**What the task asks**
Pictures stay out of your copy, but everything else in the records below must be repeated exactly.

BEGIN

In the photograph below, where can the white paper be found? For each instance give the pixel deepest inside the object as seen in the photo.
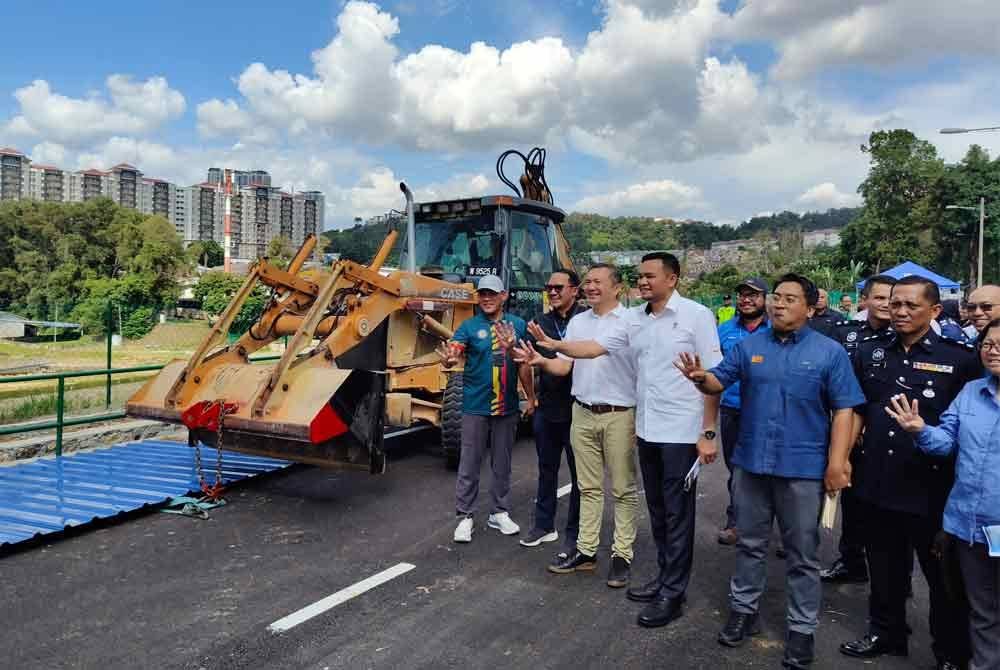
(828, 516)
(692, 474)
(992, 534)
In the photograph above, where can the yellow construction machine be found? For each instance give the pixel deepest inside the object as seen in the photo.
(360, 355)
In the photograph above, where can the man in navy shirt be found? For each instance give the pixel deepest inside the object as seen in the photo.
(791, 380)
(750, 317)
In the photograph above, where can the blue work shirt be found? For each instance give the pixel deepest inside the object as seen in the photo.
(971, 424)
(490, 377)
(787, 390)
(730, 333)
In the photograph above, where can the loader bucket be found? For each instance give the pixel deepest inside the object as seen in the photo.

END

**Answer**
In the photograph below, where can the white paper be found? For each instance give the pixel deepest inside the object as seen in the photo.
(828, 516)
(692, 474)
(992, 534)
In the photograph above, where can the yellow construction machine be found? For each instance give the pixel deepest inside the object as seen in the photo.
(360, 355)
In the photograph above, where can the man in navy shirt be found? For each instance give the pixel deepest inside the object as seen in the photo.
(791, 380)
(750, 317)
In the photograph above, where can the blue work shirt be found? For each instance give the pixel deepest inside the object as seen in the photo.
(971, 424)
(490, 377)
(787, 390)
(730, 333)
In the photograph above, where can the loader bucket be found? For each instance give the pixel deepest inside the object as seen in the photo.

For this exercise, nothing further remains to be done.